Challenge 1: Reproduce the tutorial attendance project description word for word, from "Background information" up to and including "group facilitation strategies.".
Challenge 2: Summarize the tutorial attendance project description in two sentences.
Challenge 3: In the tutorial attendance project description, what approach were the tutorials designed according to?

Excerpt:
>>>

This project evaluates several interventions, such as training teaching assistants and POGIL-activities, to improve tutorial attendance among students within a second-year chemistry bachelor’s course. Moreover, this project investigates the impact of student group composition (random vs. self-selected) on student engagement and exam performance.

Background information

This project was carried out in the context of a second-year chemistry bachelor’s course that consists of a portion on inorganic chemistry, and a portion on solid-state chemistry. The tutorials allow students to practice with problem sets and are designed according to Process Oriented Guided Inquiry Learning (POGIL), as this approach was favorably received by students in a former SoTL-project. Despite the positive reception, students expressed frustration with the mandatory attendance policy. This project therefore aims to find out how you can promote tutorial attendance without making attendance mandatory. Several interventions were tested: using POGIL class activities, posting class materials until the end of the week, and training the teaching assistants of the tutorials in group facilitation strategies.

<<<

[Excerpts of labeled region data]
>>>

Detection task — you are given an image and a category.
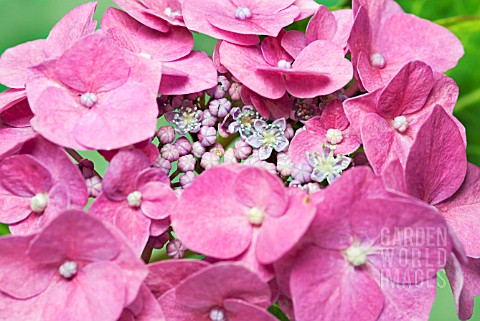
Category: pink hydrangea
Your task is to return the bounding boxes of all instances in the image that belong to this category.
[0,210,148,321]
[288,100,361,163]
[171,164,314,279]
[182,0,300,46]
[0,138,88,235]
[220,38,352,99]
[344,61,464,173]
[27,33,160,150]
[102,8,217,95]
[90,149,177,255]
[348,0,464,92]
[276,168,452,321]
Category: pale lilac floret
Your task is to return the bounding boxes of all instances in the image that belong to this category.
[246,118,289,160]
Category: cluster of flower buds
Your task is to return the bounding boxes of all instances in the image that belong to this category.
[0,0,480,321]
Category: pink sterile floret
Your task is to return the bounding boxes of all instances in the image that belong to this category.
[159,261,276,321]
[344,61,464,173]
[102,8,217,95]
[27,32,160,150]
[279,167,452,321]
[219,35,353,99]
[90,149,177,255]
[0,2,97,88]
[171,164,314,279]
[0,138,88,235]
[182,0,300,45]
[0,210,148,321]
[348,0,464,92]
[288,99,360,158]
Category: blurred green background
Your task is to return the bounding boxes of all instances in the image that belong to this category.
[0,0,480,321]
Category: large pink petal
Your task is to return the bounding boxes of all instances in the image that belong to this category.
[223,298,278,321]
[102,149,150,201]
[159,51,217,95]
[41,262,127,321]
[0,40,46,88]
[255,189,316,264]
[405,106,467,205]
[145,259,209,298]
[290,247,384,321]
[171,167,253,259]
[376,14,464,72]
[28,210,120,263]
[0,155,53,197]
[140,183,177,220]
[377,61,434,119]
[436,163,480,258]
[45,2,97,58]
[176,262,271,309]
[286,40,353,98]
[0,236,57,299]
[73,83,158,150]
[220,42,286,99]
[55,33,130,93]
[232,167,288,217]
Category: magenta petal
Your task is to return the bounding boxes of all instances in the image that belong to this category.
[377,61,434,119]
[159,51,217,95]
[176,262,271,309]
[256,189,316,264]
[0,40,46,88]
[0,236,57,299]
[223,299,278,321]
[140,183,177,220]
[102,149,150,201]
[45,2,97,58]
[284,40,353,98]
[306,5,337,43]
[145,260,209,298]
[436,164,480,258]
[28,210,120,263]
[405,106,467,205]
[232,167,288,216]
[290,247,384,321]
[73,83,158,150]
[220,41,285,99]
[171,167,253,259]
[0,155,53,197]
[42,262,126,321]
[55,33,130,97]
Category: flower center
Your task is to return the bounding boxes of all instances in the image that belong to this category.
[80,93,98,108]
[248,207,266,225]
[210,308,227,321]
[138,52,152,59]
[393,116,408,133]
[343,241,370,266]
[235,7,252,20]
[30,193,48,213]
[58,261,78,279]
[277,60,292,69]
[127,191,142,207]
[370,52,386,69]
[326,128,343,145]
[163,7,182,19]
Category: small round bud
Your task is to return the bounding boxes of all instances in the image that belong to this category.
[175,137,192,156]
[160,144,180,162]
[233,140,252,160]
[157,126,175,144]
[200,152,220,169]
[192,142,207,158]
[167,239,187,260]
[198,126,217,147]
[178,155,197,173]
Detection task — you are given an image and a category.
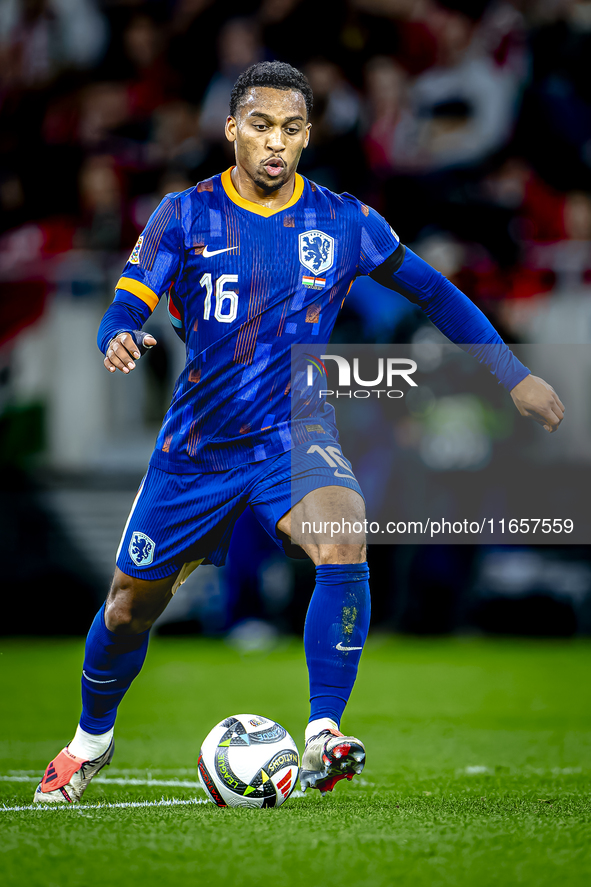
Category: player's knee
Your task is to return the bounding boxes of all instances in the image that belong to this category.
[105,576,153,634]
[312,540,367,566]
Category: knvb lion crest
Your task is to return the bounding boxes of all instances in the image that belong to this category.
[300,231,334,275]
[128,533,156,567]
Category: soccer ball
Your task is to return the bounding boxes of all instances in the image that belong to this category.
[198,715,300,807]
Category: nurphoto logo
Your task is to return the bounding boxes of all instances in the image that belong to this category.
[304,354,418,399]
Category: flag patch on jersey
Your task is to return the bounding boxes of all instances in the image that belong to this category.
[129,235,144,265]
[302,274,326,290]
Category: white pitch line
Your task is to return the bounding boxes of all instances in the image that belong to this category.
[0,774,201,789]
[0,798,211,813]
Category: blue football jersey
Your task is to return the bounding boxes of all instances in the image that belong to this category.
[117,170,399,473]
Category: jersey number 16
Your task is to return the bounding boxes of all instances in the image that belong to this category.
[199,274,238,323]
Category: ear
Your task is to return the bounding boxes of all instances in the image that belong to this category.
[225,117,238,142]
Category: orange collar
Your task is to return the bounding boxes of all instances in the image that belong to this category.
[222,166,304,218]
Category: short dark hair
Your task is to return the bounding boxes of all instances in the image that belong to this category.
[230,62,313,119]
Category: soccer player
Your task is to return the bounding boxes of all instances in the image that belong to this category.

<<<

Exercise solution 1:
Background information

This project was carried out in the context of a second-year chemistry bachelor’s course that consists of a portion on inorganic chemistry, and a portion on solid-state chemistry. The tutorials allow students to practice with problem sets and are designed according to Process Oriented Guided Inquiry Learning (POGIL), as this approach was favorably received by students in a former SoTL-project. Despite the positive reception, students expressed frustration with the mandatory attendance policy. This project therefore aims to find out how you can promote tutorial attendance without making attendance mandatory. Several interventions were tested: using POGIL class activities, posting class materials until the end of the week, and training the teaching assistants of the tutorials in group facilitation strategies.

Exercise solution 2: The project tests interventions such as POGIL activities, posting class materials until the end of the week, and training teaching assistants in group facilitation to raise tutorial attendance in a second-year chemistry bachelor's course without making attendance mandatory. It also examines how random versus self-selected student groups affect engagement and exam performance.

Exercise solution 3: Process Oriented Guided Inquiry Learning (POGIL).